start PASSAGE PROVIDED

Mr. Field (Law of Damages, § 821) states that it was originally held that exemplary damages could not be recovered in trover for the tortious taking; yet he collects cases from Pennsylvania, Indiana, and Minnesota to the effect that: “In this action the willfulness and malice of the party taking the converted goods may be inquired into, and, where these are shown, damages are not necessarily limited to mere compensation.”

And Underhill (Torts, 76) thinks that: “Where there is no question of malice or claim to recover exemplary damages, the proper measure of damages in an action for conversion of property is the market value of the goods at the time of the tortious taking, with interest.”

To like effect is the rule declared in Hale’s Torts, 417. Mr. Pollock makes no mention of the allowance of such damages in his work on Torts.

Notwithstanding the distinction between actions of trespass and actions of trover, we see no good reason why exemplary damages may not be awarded in both actions, as pointed out by many of the modern decisions of the American courts. — Plummer v. Hardison, 6 Ala. App. 525, 60 South. 502. This question was presented in the case at bar by given charge 3 and refused charge 11 and 17. While the evidence of insult or malice in the taking and conversion was slight, yet the refusal of defendant’s charges 11 -and 17 may be justified on that ground. — Tobler v. Pioneer, etc., Co., 166 Ala. 517, 52 South. 86; Amerson v. Corona Coal & Iron Co., 194 Ala. 175, 69 South. 601. If the defendant apprehended injury from given charge 3 by reason of its omission of the words “from the evidence,” an explanatory charge should have been requested. — Hall v. Posey, 79 Ala. 84; Mansfield v. Morgan, 140 Ala. 567, 37 South. 393; Duncan v. St. L. & S. F. R. Co., 152 Ala. 118, 133, 44 South. 418.

(9, 10) It is insisted that given charge 2 was argumentative and misleading. It might well have been refused for this reason; yet we will not reverse for its giving. — McCary v. A. G. S. R. R. Co., 182 Ala. 597, 613, 62 South. 18; L. & N. R. R. Co. v. Lile, *466154 Ala. 556, 45 South. 699. Likewise the giving of abstract charges is not necessarily reversible error. — L. & N. R. R. Co. v. Glascow, 179 Ala. 251, 261, 60 South. 103.

end PASSAGE PROVIDED
start EXTRACTED ENTRIES

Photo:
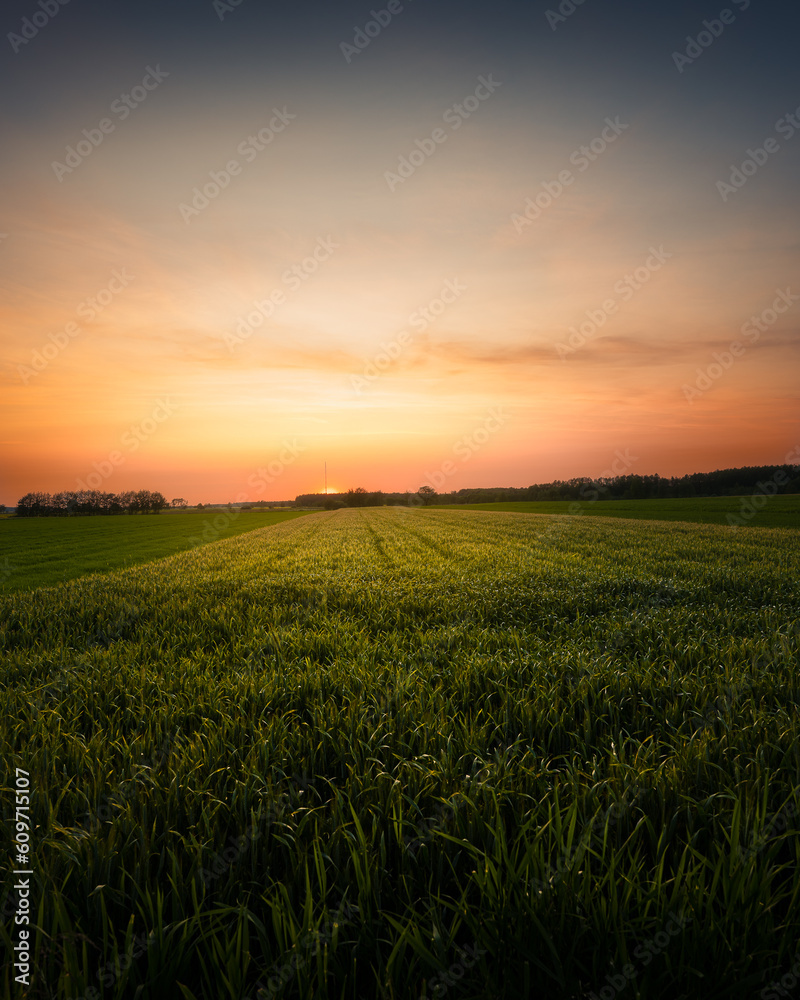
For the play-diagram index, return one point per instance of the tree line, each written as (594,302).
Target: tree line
(72,502)
(721,482)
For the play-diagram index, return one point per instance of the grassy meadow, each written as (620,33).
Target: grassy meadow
(404,753)
(44,551)
(782,511)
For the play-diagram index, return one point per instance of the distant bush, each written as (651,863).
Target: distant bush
(69,503)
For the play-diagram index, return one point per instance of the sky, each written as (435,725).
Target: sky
(439,242)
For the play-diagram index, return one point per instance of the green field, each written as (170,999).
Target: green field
(43,551)
(398,753)
(775,512)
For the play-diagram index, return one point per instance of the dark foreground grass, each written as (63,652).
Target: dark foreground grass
(44,551)
(763,512)
(407,754)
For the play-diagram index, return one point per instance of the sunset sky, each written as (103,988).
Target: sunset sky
(166,170)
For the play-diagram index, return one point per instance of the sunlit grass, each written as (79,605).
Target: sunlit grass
(535,738)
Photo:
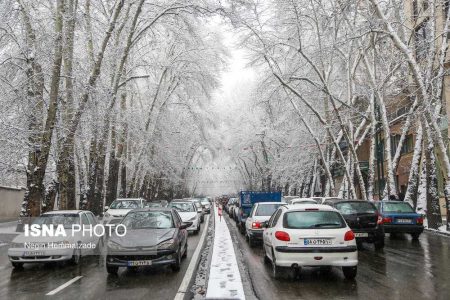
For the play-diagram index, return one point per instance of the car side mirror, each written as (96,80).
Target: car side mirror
(185,225)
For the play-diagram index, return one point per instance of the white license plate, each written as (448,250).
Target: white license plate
(317,242)
(404,221)
(138,263)
(33,253)
(361,234)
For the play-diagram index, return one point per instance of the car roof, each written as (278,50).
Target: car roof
(306,207)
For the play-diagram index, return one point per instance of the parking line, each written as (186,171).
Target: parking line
(63,286)
(192,265)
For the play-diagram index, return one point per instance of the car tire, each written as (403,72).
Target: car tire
(350,272)
(415,236)
(177,265)
(379,244)
(112,269)
(76,257)
(17,265)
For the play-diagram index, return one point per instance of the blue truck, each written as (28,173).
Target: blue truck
(246,201)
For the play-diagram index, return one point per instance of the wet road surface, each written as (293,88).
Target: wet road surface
(34,281)
(405,269)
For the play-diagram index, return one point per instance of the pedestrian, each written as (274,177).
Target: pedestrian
(219,211)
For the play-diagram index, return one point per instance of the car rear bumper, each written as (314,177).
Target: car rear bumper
(403,228)
(316,256)
(48,255)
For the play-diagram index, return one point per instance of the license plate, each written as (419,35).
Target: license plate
(33,253)
(361,234)
(138,263)
(316,242)
(404,221)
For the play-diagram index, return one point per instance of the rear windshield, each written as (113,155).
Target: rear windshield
(397,207)
(266,209)
(350,208)
(313,219)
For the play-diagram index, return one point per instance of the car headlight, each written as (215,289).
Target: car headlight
(166,244)
(114,246)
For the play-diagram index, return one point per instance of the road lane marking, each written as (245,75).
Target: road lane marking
(63,286)
(192,265)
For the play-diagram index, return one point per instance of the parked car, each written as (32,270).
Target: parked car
(363,218)
(245,204)
(120,207)
(261,212)
(153,237)
(400,217)
(303,201)
(199,207)
(309,235)
(20,251)
(188,213)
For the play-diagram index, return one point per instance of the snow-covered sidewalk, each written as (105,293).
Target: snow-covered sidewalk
(224,277)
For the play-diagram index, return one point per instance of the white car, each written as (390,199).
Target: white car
(56,248)
(309,235)
(304,201)
(120,207)
(188,213)
(259,214)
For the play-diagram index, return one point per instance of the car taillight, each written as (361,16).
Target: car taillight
(349,236)
(387,220)
(282,236)
(380,220)
(256,225)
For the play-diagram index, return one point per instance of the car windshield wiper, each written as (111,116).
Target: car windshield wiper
(325,224)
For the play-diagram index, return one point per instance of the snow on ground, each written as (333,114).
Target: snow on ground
(224,277)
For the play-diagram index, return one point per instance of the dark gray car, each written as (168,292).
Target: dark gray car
(154,236)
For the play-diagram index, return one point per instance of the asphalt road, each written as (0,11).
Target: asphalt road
(35,281)
(405,270)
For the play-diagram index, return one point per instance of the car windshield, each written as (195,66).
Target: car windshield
(182,206)
(148,220)
(313,219)
(125,204)
(266,209)
(67,220)
(361,207)
(399,207)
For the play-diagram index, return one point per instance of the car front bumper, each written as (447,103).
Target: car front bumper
(158,258)
(403,228)
(43,255)
(316,256)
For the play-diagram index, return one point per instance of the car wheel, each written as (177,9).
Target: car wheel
(112,269)
(76,257)
(415,236)
(17,265)
(379,244)
(177,265)
(185,251)
(350,272)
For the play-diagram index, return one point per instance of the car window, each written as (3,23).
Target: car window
(266,209)
(398,207)
(361,207)
(91,218)
(84,219)
(313,219)
(276,217)
(148,220)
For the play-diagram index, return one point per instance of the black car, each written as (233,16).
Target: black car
(364,220)
(153,236)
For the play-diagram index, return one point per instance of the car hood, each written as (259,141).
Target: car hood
(118,212)
(186,216)
(143,237)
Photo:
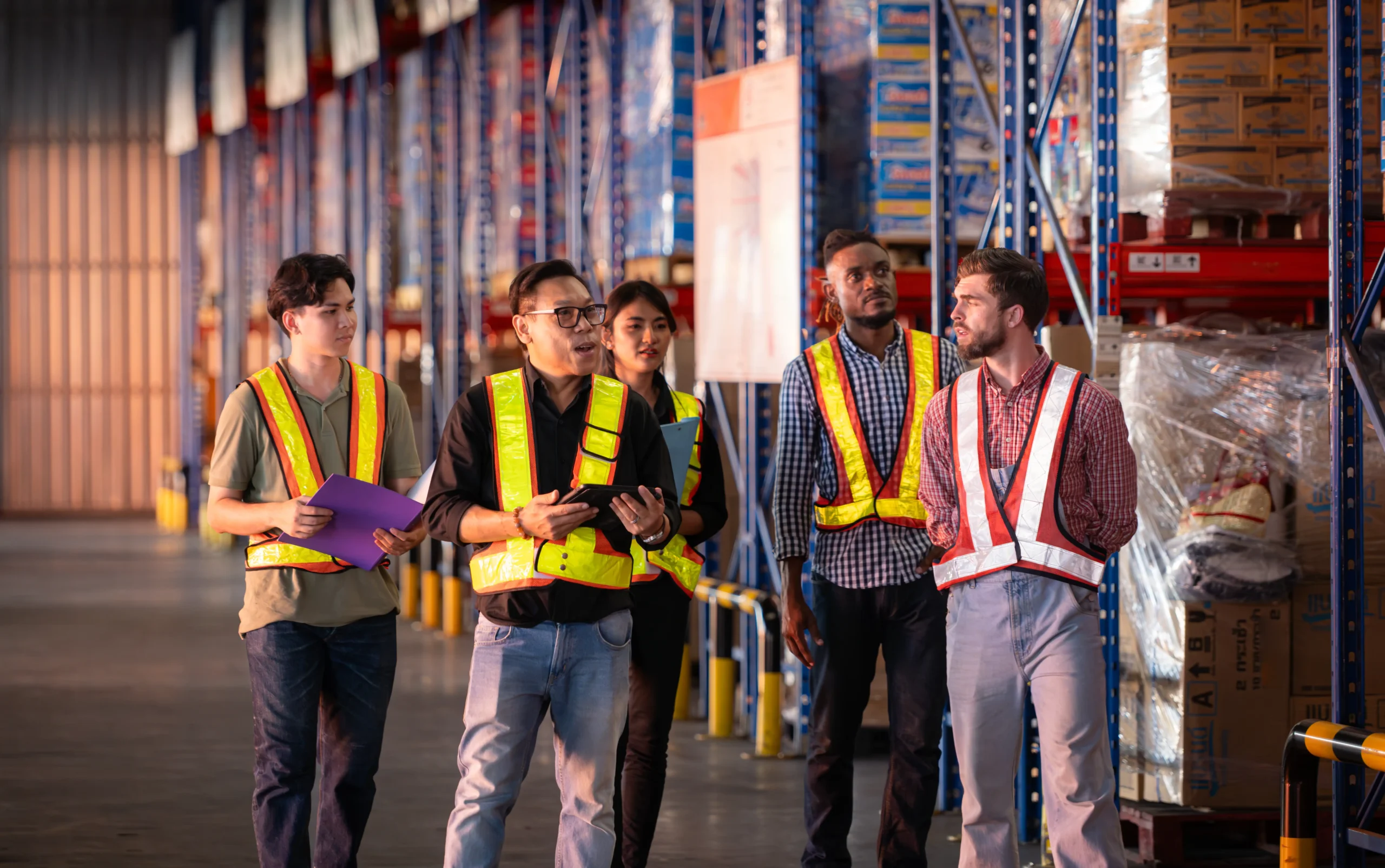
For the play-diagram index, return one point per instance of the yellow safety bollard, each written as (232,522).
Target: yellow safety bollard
(769,725)
(452,608)
(433,600)
(409,589)
(721,708)
(682,697)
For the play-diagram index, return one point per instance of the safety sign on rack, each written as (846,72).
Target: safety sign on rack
(1176,263)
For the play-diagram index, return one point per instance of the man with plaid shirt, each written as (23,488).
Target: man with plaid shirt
(1030,482)
(851,426)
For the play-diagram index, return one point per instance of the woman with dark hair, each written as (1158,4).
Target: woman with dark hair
(639,332)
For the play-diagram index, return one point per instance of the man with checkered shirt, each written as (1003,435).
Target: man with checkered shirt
(851,426)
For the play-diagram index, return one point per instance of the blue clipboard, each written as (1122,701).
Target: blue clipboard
(681,439)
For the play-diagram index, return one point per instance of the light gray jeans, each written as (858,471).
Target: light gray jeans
(1006,630)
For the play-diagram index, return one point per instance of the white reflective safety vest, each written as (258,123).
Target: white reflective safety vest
(1018,528)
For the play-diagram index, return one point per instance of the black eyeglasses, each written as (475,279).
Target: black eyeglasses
(568,316)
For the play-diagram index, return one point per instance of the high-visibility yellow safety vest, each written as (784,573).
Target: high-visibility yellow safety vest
(862,493)
(298,456)
(585,555)
(681,560)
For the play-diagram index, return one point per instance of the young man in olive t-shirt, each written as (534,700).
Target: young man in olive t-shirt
(319,633)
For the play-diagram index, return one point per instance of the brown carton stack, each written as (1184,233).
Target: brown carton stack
(1232,95)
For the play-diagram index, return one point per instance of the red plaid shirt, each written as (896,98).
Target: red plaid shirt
(1097,488)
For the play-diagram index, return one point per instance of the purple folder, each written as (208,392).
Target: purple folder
(358,508)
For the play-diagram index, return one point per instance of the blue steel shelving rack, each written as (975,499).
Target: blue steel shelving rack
(1349,394)
(1020,208)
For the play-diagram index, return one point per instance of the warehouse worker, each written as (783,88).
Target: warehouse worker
(553,592)
(319,633)
(851,420)
(639,332)
(1030,483)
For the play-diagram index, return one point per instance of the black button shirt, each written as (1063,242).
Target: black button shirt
(466,476)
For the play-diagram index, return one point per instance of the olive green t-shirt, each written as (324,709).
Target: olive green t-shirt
(247,460)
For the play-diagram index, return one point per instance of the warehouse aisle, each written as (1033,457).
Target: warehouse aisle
(127,728)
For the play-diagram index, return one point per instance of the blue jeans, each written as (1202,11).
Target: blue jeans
(579,673)
(320,695)
(908,622)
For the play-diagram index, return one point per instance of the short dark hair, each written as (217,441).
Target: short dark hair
(635,290)
(842,238)
(525,284)
(302,281)
(1014,280)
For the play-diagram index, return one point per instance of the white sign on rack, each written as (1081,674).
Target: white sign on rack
(355,35)
(286,53)
(181,100)
(747,224)
(229,68)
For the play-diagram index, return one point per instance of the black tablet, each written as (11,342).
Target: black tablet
(600,498)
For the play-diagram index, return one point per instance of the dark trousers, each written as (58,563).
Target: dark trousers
(319,697)
(661,625)
(909,621)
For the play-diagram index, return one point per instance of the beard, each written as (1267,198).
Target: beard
(982,344)
(876,320)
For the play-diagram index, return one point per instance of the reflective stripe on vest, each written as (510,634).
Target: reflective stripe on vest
(1024,533)
(678,558)
(862,493)
(300,461)
(585,555)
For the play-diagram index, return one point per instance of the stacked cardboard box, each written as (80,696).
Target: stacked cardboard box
(657,124)
(1232,95)
(1201,734)
(874,68)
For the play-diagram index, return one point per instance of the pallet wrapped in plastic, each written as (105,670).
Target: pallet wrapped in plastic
(1230,432)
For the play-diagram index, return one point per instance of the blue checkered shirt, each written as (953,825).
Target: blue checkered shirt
(872,554)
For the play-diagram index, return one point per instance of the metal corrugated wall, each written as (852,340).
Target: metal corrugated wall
(89,256)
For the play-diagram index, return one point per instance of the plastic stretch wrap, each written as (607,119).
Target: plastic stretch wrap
(1230,434)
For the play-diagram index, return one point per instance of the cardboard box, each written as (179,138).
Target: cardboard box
(1222,165)
(1270,21)
(1269,117)
(1302,167)
(1221,715)
(1314,639)
(1204,118)
(1370,24)
(1298,67)
(1201,68)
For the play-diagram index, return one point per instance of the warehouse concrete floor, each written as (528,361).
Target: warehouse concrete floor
(125,734)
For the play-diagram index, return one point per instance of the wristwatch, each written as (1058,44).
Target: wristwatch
(654,538)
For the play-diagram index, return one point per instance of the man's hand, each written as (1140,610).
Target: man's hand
(644,515)
(300,520)
(545,518)
(798,619)
(395,542)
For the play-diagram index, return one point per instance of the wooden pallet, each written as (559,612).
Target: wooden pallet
(1173,837)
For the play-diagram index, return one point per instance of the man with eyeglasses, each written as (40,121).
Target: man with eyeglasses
(553,592)
(851,427)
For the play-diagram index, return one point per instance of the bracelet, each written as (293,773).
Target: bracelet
(664,527)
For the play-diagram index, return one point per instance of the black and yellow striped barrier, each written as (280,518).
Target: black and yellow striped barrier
(723,600)
(1308,744)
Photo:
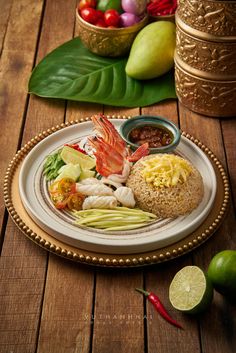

end EXTRACTED ENTRIES

### PROBLEM SET
(a) Based on the passage on exemplary damages, decide whether each statement agrees with it: (i) Mr. Pollock discusses the allowance of exemplary damages in his work on Torts; (ii) the court sees no good reason why exemplary damages may not be awarded in both trespass and trover; (iii) the court will reverse for the giving of charge 2. Answer yes or no for each, and quote the words that decide it.
(b) Quote the passage on exemplary damages starting with "And Underhill (Torts, 76)" and going on through "work on Torts.".
(c) Continue the court opinion on exemplary damages in trover from its last sentence.

### ANSWERS FOR THIS EXERCISE
(a)
(i) No: "Mr. Pollock makes no mention of the allowance of such damages in his work on Torts."
(ii) Yes: "we see no good reason why exemplary damages may not be awarded in both actions"
(iii) No: "yet we will not reverse for its giving."

(b)
And Underhill (Torts, 76) thinks that: “Where there is no question of malice or claim to recover exemplary damages, the proper measure of damages in an action for conversion of property is the market value of the goods at the time of the tortious taking, with interest.”

To like effect is the rule declared in Hale’s Torts, 417. Mr. Pollock makes no mention of the allowance of such damages in his work on Torts.

(c)
Appellant’s ninth assignment of error, that the court “erred in refusing written charge 8 requested by appellee,” presents nothing for. review, since the record shows that this charge was given, and not refused.

(11) Count 9 was for merchandise, goods, and chattels sold by the plaintiff to the defendant during, to wit, the years 1911, 1912, and 1913. Appellant contends that there was no evidence that plaintiff sold defendant any goods, etc., during those years for which the defendant was liable. It is true that the owner of goods which have been converted cannot maintain assumpsit for the proceeds thereof, “unless there has been a sale and the reception of money, or things as money, as the price or value of plaintiff’s property.” — Fuller v. Duren, 36 Ala. 73, 76 Am. Dec., 318; Calhoun County v. A. M. C. Co., 152 Ala. 607, 44 South. 876. The evidence is without dispute that the plaintiff’s interest in the cotton was converted by defendant into money, within the time alleged, and this would justify the refusal of charges 9, 10, and 11.

(12) The sixteenth assignment of error is not sufficiently insisted on in argument. — Georgia Cotton Co. v. Lee, 196 Ala. 599, 72 South. 158; Republic I. & S. Co. v. Quinton, 194 Ala. 126, 69 South. 604.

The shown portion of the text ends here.